TASKS TO PERFORM:
a – Quote the passage on computer performance and chip scaling from "With regard to" to "energy-efficient processor designs.".
b – Write the next part of the passage on computer performance and chip scaling, picking up after its final sentence.

PAGE EXTRACT:
Looking ahead, it seems likely that the right choice of new abstractions will expand the pool of programmers further. For example, a domain specialist can become a programmer if the language is intuitive and the
abstractions match his or her domain expertise well. Higher-level abstractions and domain-specific toolkits, whether for technical computing or World Wide Web services, have allowed software developers to create complex systems quickly and with fewer common errors. However, implicit in this approach has been an assumption that hardware performance would continue to increase (hiding the overhead of these abstractions) and that developers need not understand the mapping of the abstractions to hardware to achieve adequate performance.3 As these assumptions break down, the difficulty in achieving high performance from software will rise, requiring hardware designers and software developers to work together much more closely and exposing increasing amounts of parallelism to software developers (discussed further below). One possible example of this is the use of computer-aided design tools for hardware-software co-design. Another source of continued improvements in delivered application performance could also come from efficient implementation techniques for high-level programming language abstractions.
1.1.2 Problems in Scaling Nanometer Devices
Early in the 2000s, semiconductor scaling—the process of technology improvement so that it performs the same functionalities at ever smaller scales—encountered fundamental physical limits that now make it impractical to continue along the historical paths to ever-increasing performance.4 Expected improvements in both performance and power achieved with technology scaling have slowed from their historical rates, whereas implicit expectations were that chip speed and performance would continue to increase dramatically. There are deep technical reasons for (1) why the scaling worked so well for so long and (2) why it is no longer delivering dramatic performance improvements. See Appendix E for a brief overview of the relationship between slowing processor performance growth and Dennard scaling and the powerful implications of this slowdown.
In fact, scaling of semiconductor technology hit several coincident roadblocks that led to this slowdown, including architectural design constraints, power limitations, and chip lithography challenges (both the high costs associated with patterning smaller and smaller integrated circuit features and with fundamental device physics). As described below, the combination of these challenges can be viewed as a perfect storm of difficulty for microprocessor performance scaling.
With regard to power, through the 1990s and early 2000s the power needed to deliver performance improvements on the best performing microprocessors grew from about 5–10 watts in 1990 to 100–150 watts in 2004 (see Figure 1-2). This increase in power stopped in 2004, because cooling and heat dissipation proved inadequate. Furthermore, the exploding demand for portable devices, such as phones, tablets, and netbooks, increased the market importance of lower-power and energy-efficient processor designs.

ENTRIES SHOWN:
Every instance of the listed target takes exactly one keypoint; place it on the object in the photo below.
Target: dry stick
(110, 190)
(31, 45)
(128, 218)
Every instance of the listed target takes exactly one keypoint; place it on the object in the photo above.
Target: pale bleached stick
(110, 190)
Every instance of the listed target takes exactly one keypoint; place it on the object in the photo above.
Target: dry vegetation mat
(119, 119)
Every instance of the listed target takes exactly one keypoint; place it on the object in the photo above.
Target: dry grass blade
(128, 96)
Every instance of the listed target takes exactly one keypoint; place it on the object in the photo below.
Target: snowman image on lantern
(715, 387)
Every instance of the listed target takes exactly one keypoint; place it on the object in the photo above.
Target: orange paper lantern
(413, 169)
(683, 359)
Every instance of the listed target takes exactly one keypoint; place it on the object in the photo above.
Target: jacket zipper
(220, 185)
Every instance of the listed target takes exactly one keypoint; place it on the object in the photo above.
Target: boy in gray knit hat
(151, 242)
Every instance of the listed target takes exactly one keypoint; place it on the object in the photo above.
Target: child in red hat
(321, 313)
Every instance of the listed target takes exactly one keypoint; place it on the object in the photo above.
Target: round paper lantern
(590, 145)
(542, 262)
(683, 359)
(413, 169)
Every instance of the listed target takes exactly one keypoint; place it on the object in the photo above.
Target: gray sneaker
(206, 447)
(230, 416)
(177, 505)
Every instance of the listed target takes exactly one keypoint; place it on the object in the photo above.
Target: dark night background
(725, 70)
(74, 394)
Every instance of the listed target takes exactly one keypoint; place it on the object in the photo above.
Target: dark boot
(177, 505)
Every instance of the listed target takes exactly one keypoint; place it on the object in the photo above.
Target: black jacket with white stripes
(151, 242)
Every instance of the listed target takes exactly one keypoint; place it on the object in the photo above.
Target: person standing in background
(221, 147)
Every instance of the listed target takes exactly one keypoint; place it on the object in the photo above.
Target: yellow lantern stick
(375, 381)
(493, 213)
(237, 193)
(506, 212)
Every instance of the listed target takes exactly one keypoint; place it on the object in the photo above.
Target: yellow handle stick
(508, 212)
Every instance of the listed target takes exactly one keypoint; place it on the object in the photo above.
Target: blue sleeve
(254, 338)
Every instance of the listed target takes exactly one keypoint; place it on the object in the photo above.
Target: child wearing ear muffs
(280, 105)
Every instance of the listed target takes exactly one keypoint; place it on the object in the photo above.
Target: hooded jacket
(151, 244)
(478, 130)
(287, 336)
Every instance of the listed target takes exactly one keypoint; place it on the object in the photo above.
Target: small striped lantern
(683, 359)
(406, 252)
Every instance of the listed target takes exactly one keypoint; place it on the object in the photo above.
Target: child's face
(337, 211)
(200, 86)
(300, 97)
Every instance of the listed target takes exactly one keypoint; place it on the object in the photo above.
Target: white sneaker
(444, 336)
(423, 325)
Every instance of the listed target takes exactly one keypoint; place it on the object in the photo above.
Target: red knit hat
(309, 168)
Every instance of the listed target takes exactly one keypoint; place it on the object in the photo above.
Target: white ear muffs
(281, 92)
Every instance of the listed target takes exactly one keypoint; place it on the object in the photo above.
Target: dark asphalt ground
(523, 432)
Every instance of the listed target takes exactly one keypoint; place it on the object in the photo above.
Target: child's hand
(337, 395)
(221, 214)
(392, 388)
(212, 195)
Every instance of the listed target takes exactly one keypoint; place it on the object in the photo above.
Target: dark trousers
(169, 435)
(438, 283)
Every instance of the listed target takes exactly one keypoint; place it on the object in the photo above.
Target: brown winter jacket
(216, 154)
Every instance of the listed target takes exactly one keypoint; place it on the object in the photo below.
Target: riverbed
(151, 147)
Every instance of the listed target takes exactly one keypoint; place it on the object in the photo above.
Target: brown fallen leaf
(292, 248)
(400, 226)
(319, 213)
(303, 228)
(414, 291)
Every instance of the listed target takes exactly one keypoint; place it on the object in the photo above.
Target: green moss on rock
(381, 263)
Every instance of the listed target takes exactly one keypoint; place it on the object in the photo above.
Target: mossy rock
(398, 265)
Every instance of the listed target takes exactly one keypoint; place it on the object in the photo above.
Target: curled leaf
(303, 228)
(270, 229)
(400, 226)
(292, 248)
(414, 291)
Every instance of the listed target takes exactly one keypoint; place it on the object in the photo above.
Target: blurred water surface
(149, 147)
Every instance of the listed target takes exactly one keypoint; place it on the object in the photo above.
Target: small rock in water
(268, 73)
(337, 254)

RESPONSE LIST:
a –
With regard to power, through the 1990s and early 2000s the power needed to deliver performance improvements on the best performing microprocessors grew from about 5–10 watts in 1990 to 100–150 watts in 2004 (see Figure 1-2). This increase in power stopped in 2004, because cooling and heat dissipation proved inadequate. Furthermore, the exploding demand for portable devices, such as phones, tablets, and netbooks, increased the market importance of lower-power and energy-efficient processor designs.

b –
FIGURE 1-2 Thirty five years of microprocessor trend data. SOURCE: Original data collected and plotted by M. Horowitz, F. Labonte, O. Shacham, K. Olukotun, L. Hammond, and C. Batten. Dotted-line extrapolations by C. Moore: Chuck Moore, 2011, “Data processing in exascale-class computer systems,” The Salishan Conference on High Speed Computing, April 27, 2011. (www.lanl.gov/orgs/hpc/salishan)
In the past, computer architects increased performance with clever architectural techniques such as ILP (instruction-level parallelism through the use of deep pipelines, multiple instruction issue, and speculation) and memory locality (multiple levels of caches). As the number of transistors per unit area on a chip continued to increase (as predicted by Moore’s Law), microprocessor designers used these transistors to, in part, increase the potential to exploit ILP by increasing the number of instructions executed in parallel (IPC, or instructions per
3Such abstractions may increase the energy costs of computation over time; a focus on energy costs (as opposed to performance) may have led to radically different strategies for both hardware and software. Hence, energy-efficient software abstractions are an important area for future development.
4In “High-Performance Processors in a Power-Limited World,” Sam Naffziger reviews the Vdd limitations and describes various approaches (circuit, architecture) to future processor design given the voltage scaling limitations: Sam Naffziger, 2006, “High-performance processors in a power-limited world,” Proceedings of the IEEE Symposium on VLSI Circuits, Honolulu, HI, June 15–17, 2006, p. 93–97.
clock cycle).5 Transistors were also used to achieve higher frequencies than were supported by the raw transistor speedups, for example, by duplicating logic and by reducing the depth of logic between pipeline latches to allow faster clock cycles. Both of these efforts yielded diminishing returns in the mid-2000s. ILP improvements are continuing, but also with diminishing returns.6
Continuing the progress of semiconductor scaling—whether used for multiple cores or not—is now dependent on innovation in structures and materials to overcome the reduced performance scaling traditionally provided by Dennard scaling.7
Continued scaling also depends on continued innovation in lithography. Current state-of-the-art manufacturing uses a 193-nanometer wavelength to print structures that are only tens of nanometers in size. This apparent violation of optical laws has been supported by innovations in mask patterning and compensated for by increasingly complex computational optics. Future lithography scaling is dependent on continued innovation.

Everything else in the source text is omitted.